— Texte extrait —
Ce dispositif a été complété par un autre qui permet en théorie d’atteindre des montants beaucoup plus importants. Mais son principe même nous fait douter d’un succès possible à large échelle : il s’agit pour la BPI d’accorder 1 euros pour 2 euros apportés par un capital-risqueur entre 200 000 et 1 million d’euros d’investissement de sa part. Pour cette raison précise que le capital risque intervient rarement en deçà du million d’euros, on devine que les montants investis resteront modeste par rapport aux besoins, et donc la faiblesse de la mesure.

La solution : encourager les business angels

La puissance publique parle parfois du capital risque mais quasiment jamais des business angels. Elle s’y intéresse si peu qu’elle n’a jamais cherché à élaborer la moindre statistique sur ce sujet, au point que les informations sur la France soient quasi inexistantes.

— Exercices —
#1 Relevez chaque ligne de la liste qui contient le mot « headlight ».
#2 Reprenez la suite du texte sur le capital risque et les business angels à partir de l'endroit où il s'arrête.

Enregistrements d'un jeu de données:

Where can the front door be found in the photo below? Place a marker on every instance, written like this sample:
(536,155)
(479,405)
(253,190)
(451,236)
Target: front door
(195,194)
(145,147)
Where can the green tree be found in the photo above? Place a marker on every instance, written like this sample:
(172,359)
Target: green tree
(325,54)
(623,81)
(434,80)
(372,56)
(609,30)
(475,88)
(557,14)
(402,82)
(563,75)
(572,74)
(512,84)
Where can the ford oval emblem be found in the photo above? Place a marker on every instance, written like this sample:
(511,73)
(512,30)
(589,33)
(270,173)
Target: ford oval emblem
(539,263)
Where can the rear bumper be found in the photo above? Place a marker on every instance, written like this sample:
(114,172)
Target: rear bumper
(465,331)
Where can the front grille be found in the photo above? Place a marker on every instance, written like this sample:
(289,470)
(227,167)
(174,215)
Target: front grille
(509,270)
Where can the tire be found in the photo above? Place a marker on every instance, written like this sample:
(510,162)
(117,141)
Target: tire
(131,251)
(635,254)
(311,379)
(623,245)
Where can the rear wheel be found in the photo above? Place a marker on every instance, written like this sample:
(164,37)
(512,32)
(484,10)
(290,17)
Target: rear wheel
--
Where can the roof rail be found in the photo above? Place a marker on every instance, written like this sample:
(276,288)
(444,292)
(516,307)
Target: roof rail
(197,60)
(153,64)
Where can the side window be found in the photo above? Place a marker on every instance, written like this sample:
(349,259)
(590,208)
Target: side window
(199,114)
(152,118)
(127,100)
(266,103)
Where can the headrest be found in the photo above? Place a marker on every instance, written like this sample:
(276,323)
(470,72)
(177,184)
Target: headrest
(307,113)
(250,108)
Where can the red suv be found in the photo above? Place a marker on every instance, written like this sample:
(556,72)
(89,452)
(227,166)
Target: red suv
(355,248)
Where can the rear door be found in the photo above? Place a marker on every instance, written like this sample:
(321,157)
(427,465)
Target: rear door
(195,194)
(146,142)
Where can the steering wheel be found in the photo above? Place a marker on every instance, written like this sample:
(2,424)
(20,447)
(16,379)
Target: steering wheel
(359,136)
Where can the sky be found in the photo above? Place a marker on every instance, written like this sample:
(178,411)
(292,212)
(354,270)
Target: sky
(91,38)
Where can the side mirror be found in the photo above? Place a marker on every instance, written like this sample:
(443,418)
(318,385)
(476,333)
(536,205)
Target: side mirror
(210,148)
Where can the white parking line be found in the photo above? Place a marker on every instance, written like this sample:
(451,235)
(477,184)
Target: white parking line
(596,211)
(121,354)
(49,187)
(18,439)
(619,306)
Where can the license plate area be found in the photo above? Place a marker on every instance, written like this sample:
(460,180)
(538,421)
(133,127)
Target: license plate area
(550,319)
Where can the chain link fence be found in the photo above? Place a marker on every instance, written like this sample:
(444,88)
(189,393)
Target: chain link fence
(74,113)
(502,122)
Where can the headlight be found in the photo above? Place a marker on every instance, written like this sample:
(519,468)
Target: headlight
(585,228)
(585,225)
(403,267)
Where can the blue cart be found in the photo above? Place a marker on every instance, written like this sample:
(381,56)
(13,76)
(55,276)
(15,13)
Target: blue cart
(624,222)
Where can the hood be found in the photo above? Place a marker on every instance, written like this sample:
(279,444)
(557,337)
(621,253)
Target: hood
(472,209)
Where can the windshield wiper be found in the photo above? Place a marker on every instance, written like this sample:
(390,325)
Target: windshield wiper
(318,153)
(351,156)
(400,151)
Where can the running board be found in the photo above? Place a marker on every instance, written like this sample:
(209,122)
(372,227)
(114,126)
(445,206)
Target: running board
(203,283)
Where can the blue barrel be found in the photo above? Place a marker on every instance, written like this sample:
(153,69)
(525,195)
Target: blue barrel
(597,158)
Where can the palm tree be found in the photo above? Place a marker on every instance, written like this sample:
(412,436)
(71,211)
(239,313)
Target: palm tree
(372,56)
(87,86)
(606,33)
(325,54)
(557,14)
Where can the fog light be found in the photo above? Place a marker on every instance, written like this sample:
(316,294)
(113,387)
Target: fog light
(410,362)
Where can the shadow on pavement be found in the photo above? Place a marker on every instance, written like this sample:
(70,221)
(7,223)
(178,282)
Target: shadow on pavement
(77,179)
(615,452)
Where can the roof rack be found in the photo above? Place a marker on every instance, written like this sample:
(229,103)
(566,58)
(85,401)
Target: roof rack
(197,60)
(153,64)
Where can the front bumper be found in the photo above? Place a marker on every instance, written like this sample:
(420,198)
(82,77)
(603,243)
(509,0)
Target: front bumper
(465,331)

— Corrigé des exercices —
#1
Where can the headlight be found in the photo above? Place a marker on every instance, written like this sample:
Target: headlight

#2
Entre la « love money » et le capital risque, ces investisseurs personnes physiques qui risquent leur propre argent dans les sociétés non cotées de taille encore modeste, et prodiguent leur conseil aux entrepreneurs, sont pourtant indispensables. On estime qu’ils investissent chaque année 26 milliards de dollars aux États-Unis et un milliard de livres au Royaume-Uni. Par divers recoupements, on peut estimer qu’ils représentent environ 400 millions d’euros d’investissement en France, soit 3 fois moins qu’au Royaume-Uni et 11 fois moins qu’aux États-Unis. Il existe pourtant des dispositifs fiscaux qui pourraient être mis en œuvre en France pour inciter au développement de cette espèce trop rare d’investisseurs. Ces mesures sont cependant refusées au motif de leur coût fiscal, coût qui n’a jamais été démontré.

L’exemple du Vietnam

Le Vietnam semble fournir la preuve que le décollage d’une économie est étroitement lié au dynamisme de l’investissement dans les entreprises nouvelles et donc des business angels. Ce pays qui compte 90 millions d’habitants connait une croissance annuelle du PIB de 6%, tendance qui d’après les prévisions continuera au moins jusqu’en 2020. Or, sur les 11 premiers mois de 2014, 70 000 entreprises nouvelles ont été créées au Vietnam, avec une capitalisation moyenne à la naissance de 280 000 dollars[Vietnam Investment Review du 29 décembre 2014, page 3.]].

Par comparaison, les chiffres de l’INSEE montrent que les capitaux investis dans les entreprises nouvellement créées en France sont inférieurs à 40 000 euros pour 80% d’entre elles. Au vu de ces montants extrêmement faibles, il n’est pas étonnant que seulement 6% des entreprises nouvelles en France soient créatrices d’emplois.